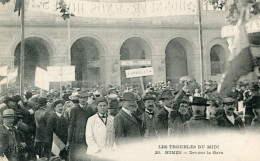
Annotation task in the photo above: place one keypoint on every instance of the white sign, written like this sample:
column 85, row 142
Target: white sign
column 142, row 62
column 41, row 79
column 157, row 8
column 58, row 74
column 251, row 27
column 139, row 72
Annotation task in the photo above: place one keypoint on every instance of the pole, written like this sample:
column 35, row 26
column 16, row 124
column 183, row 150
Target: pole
column 69, row 41
column 22, row 52
column 60, row 82
column 60, row 91
column 201, row 50
column 142, row 83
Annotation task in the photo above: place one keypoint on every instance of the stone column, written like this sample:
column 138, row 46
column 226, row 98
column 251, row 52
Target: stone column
column 159, row 67
column 110, row 70
column 60, row 58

» **Work item**:
Would you please copy each line of the listing that contains the word "photo"?

» **Answer below**:
Annotation task in the photo above: place one keypoint on every instance of the white sign, written like this sample:
Annotation task in the photo above: place one keypoint on every instance of the pole, written like this sample:
Annotation task in the photo above: place one keypoint on every instance of the stone column, written like this sample:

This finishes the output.